### Estratto della fonte
········

A cura di:
Marco Appioli
“Stay Hungry, Stay Foolish”, recitava Steve Jobs nel celeberrimo discorso ai neolaureati della Stanford University di qualche anno fa. Guardare sempre un po’ più avanti, osare, sembra essere il motto di un festival che non vuole mai cullarsi sugli allori. Il 2011 doveva essere, a detta degli organizzatori, l’anno del gran cambiamento. Purtroppo in alcuni casi le cose non sono andate a meraviglia, e alcune falle organizzative hanno penalizzato un festival altrimenti perfetto. La nuova “sezione staccata” del Poble Espanyol ha visto una buona partecipazione solo per la festa finale della domenica con i Mercury Rev.
Le tanto osannate tessere magnetiche che avrebbero dovuto abolire le file nei bar non hanno funzionato per tutta la prima serata del giovedì causando code ancor maggiori e grandi proteste da parte di coloro che in esse avevano caricato del denaro diventato improvvisamente inutilizzabile.

········

### Dati forniti

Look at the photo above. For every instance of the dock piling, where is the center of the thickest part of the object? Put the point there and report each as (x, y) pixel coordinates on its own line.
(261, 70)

········

### Consegna esercizio
Trascrivi integralmente l'estratto della fonte sul festival, senza alcuna modifica.

### Soluzione
A cura di:
Marco Appioli
“Stay Hungry, Stay Foolish”, recitava Steve Jobs nel celeberrimo discorso ai neolaureati della Stanford University di qualche anno fa. Guardare sempre un po’ più avanti, osare, sembra essere il motto di un festival che non vuole mai cullarsi sugli allori. Il 2011 doveva essere, a detta degli organizzatori, l’anno del gran cambiamento. Purtroppo in alcuni casi le cose non sono andate a meraviglia, e alcune falle organizzative hanno penalizzato un festival altrimenti perfetto. La nuova “sezione staccata” del Poble Espanyol ha visto una buona partecipazione solo per la festa finale della domenica con i Mercury Rev.
Le tanto osannate tessere magnetiche che avrebbero dovuto abolire le file nei bar non hanno funzionato per tutta la prima serata del giovedì causando code ancor maggiori e grandi proteste da parte di coloro che in esse avevano caricato del denaro diventato improvvisamente inutilizzabile.